#### [WHAT THE TASK ASKS]
Find each line in the data below that contains the word "black" and copy those lines out in full.

Begin

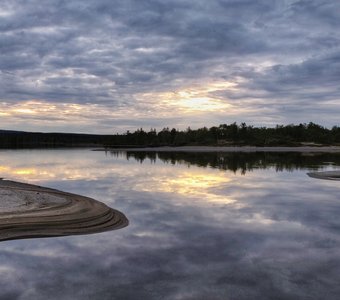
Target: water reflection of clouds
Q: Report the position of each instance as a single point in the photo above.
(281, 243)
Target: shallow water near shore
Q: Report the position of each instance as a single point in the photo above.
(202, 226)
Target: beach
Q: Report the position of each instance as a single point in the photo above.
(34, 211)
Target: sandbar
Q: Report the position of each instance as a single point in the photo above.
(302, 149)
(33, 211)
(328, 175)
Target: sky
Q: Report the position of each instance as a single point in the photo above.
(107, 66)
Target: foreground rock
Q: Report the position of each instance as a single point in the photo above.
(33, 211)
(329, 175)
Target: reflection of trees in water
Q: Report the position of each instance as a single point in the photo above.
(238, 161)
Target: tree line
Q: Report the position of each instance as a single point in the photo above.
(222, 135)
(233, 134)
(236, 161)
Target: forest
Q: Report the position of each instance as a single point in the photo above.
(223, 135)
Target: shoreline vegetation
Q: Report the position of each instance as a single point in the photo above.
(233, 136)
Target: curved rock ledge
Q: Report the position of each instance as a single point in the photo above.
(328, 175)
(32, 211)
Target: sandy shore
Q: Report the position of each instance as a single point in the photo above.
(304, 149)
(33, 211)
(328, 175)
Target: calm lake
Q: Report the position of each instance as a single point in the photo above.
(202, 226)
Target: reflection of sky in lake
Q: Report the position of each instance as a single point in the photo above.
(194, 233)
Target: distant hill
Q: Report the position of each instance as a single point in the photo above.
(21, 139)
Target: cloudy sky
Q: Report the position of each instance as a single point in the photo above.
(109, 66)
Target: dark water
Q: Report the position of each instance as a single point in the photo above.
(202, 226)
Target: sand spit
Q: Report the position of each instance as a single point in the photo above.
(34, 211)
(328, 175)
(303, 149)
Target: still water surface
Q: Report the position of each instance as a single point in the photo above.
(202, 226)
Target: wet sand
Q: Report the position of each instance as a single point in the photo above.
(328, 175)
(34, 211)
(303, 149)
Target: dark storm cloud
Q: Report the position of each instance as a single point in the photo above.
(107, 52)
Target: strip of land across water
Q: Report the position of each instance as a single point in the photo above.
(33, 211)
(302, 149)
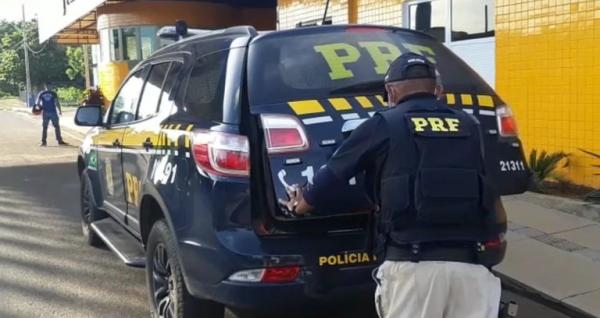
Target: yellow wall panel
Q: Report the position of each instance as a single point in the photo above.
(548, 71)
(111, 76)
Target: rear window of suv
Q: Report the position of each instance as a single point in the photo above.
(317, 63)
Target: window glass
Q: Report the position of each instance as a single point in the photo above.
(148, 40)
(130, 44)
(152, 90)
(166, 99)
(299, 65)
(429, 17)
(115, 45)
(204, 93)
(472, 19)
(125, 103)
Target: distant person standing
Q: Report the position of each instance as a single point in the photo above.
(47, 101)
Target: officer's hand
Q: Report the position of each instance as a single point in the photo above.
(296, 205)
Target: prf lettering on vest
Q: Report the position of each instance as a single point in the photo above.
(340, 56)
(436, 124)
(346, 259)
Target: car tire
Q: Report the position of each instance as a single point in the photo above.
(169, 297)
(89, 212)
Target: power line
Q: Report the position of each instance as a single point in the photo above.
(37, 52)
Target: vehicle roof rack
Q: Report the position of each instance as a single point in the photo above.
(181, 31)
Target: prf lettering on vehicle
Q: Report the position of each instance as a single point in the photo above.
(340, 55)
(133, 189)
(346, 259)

End
Begin

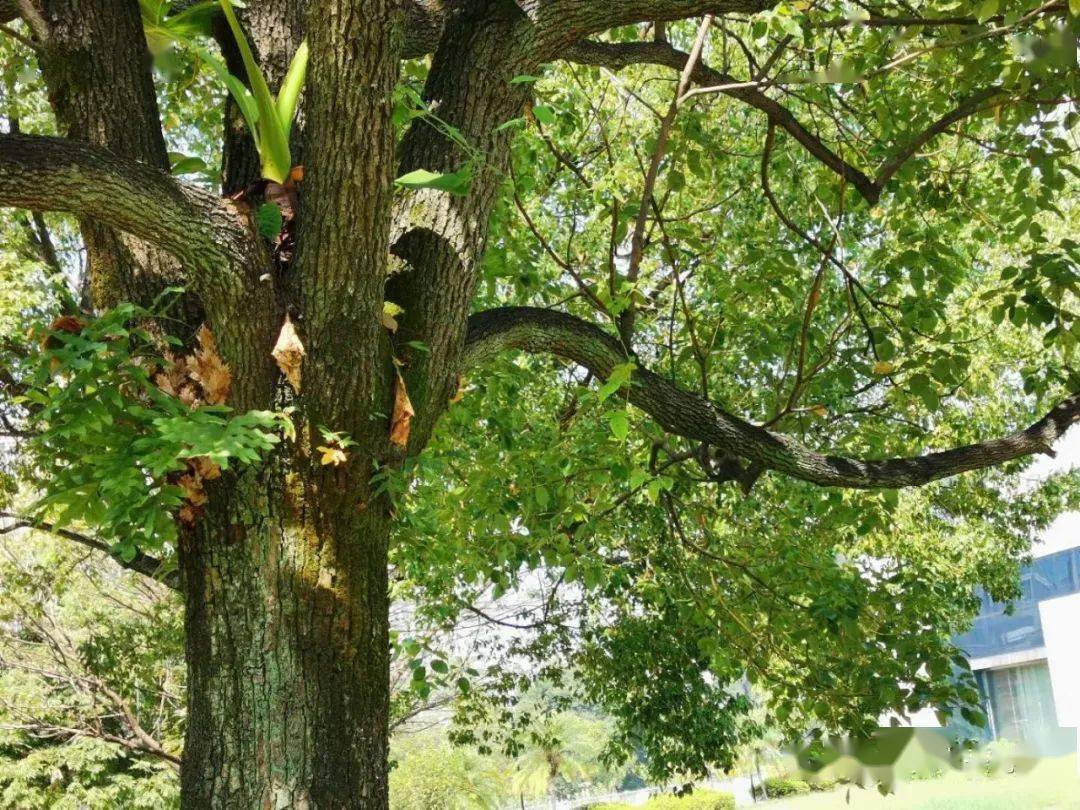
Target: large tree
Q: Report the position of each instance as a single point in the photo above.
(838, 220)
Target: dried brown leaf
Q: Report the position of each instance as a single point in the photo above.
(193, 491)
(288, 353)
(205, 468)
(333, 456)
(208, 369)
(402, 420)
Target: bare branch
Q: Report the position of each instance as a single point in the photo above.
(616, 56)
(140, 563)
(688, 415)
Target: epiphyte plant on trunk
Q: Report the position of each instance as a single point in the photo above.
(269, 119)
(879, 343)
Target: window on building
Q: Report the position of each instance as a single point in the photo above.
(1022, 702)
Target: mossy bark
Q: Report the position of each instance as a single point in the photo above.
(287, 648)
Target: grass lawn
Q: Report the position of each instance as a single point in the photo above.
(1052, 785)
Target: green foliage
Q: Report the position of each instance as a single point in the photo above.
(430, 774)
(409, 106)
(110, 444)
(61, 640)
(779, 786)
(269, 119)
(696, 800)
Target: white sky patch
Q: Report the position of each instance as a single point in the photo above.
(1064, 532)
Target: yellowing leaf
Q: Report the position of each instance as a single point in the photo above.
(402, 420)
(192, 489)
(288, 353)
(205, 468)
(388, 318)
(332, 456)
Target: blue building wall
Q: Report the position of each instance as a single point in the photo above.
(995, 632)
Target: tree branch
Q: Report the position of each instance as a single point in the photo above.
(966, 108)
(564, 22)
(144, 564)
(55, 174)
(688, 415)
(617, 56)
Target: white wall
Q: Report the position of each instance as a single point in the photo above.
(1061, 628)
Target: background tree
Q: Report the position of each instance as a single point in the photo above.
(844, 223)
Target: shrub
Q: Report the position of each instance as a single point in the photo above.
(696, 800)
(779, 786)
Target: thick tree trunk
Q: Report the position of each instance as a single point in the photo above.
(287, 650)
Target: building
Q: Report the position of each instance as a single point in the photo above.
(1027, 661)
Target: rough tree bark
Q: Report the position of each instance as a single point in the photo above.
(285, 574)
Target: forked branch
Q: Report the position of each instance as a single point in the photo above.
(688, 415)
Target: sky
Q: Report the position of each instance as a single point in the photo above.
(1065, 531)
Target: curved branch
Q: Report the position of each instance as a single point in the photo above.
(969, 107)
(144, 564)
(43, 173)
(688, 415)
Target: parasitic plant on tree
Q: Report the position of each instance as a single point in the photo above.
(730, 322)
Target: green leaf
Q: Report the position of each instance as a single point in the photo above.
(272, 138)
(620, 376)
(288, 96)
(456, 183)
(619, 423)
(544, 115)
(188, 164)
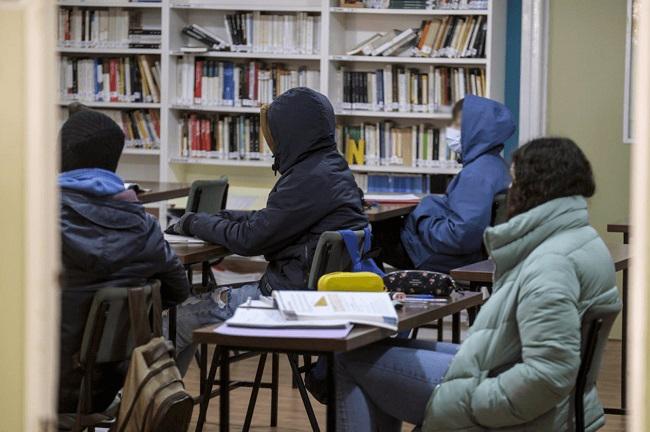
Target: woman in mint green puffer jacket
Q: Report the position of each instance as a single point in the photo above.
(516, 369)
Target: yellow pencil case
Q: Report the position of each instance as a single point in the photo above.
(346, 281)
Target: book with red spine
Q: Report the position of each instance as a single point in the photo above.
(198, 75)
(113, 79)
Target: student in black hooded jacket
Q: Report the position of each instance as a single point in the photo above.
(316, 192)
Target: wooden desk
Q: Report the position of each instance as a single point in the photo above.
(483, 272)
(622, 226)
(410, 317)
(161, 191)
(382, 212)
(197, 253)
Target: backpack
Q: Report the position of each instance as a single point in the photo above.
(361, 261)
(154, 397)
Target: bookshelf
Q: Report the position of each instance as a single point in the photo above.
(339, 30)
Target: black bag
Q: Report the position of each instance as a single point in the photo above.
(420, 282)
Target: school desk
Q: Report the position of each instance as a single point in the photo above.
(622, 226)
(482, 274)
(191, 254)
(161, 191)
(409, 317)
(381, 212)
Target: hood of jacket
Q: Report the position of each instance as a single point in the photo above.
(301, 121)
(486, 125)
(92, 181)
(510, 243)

End
Begin

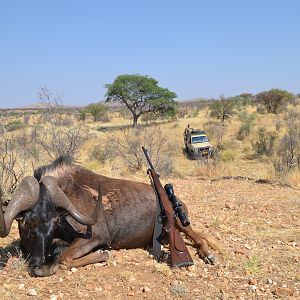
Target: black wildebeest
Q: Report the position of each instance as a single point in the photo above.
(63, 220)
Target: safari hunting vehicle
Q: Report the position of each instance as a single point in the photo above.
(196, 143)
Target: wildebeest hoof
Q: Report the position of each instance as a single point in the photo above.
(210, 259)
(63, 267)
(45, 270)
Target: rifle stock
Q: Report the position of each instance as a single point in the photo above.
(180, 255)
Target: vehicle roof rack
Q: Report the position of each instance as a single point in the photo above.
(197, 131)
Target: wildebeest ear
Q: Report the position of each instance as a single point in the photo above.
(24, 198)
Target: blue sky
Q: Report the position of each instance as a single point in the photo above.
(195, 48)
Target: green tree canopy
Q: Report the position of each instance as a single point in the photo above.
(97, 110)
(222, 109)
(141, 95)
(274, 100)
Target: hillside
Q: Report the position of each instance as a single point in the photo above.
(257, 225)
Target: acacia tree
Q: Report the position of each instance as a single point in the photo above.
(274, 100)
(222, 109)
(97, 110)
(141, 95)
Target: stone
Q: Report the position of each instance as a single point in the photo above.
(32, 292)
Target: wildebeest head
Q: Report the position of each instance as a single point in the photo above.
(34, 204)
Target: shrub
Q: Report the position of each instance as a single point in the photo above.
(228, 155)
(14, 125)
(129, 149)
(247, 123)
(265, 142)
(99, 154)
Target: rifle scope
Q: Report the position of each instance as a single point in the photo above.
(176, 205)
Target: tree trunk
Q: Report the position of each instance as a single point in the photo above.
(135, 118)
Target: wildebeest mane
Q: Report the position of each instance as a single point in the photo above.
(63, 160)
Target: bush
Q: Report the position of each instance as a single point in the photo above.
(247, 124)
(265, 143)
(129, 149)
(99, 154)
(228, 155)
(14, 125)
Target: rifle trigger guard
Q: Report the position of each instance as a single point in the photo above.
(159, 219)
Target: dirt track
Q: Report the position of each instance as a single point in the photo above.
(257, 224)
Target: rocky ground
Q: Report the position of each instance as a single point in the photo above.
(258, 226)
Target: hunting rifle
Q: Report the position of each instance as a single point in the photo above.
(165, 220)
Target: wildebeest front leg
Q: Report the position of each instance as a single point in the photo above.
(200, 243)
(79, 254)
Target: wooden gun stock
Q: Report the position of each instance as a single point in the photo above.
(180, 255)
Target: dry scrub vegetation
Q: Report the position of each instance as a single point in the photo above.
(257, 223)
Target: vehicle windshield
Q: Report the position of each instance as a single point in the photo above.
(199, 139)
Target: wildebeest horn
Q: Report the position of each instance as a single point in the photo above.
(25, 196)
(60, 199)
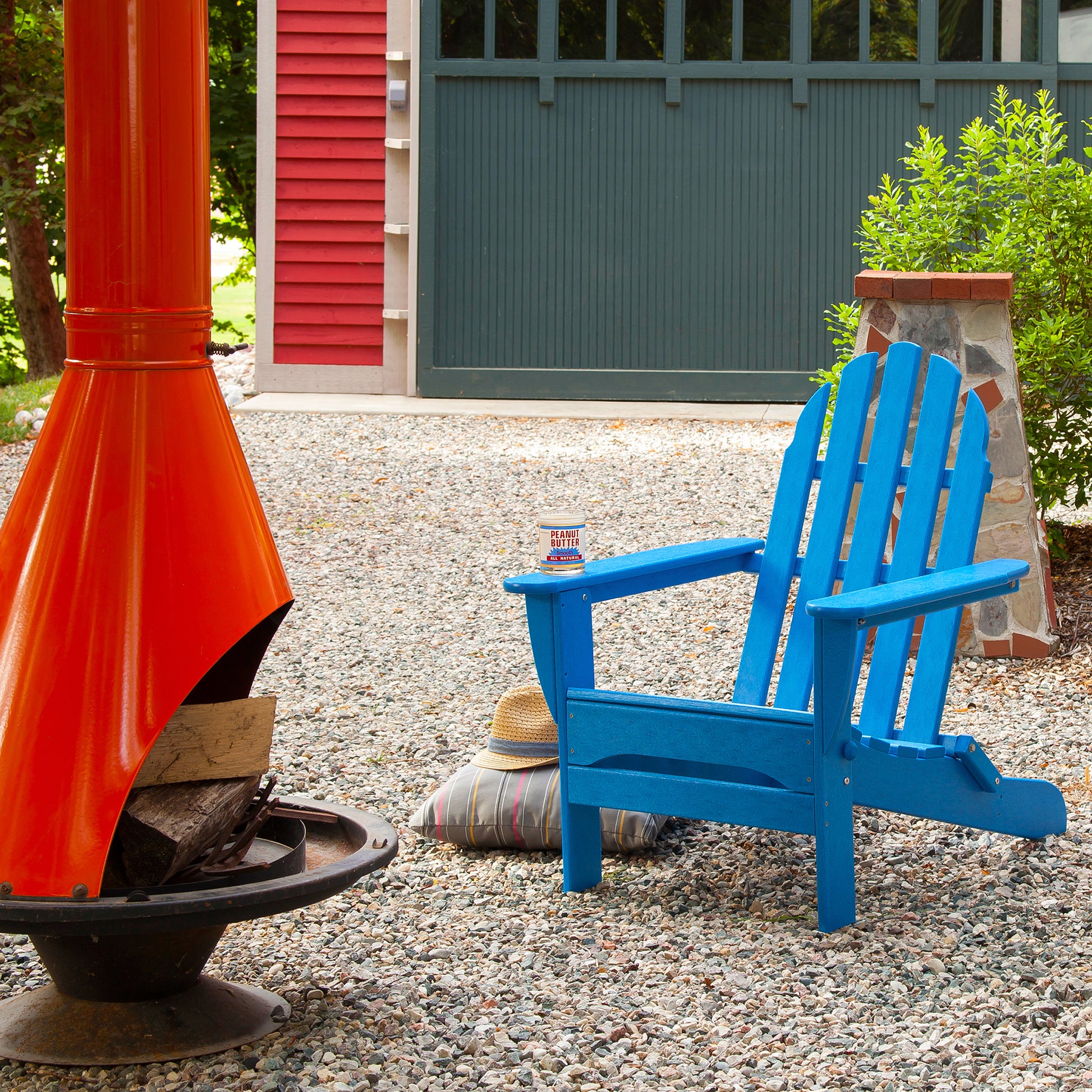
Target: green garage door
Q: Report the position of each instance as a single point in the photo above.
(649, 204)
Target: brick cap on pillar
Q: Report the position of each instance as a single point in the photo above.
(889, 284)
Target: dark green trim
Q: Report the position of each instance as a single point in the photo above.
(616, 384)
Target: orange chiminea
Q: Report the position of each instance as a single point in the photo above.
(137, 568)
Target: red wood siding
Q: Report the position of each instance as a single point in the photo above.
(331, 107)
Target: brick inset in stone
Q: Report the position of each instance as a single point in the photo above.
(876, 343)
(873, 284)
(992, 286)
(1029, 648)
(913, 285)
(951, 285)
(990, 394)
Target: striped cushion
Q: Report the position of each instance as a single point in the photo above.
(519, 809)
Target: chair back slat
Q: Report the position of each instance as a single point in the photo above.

End

#### [EXERCISE RESPONSE]
Target: student in black hooded jacket
Target: black bag
Target: black wildebeest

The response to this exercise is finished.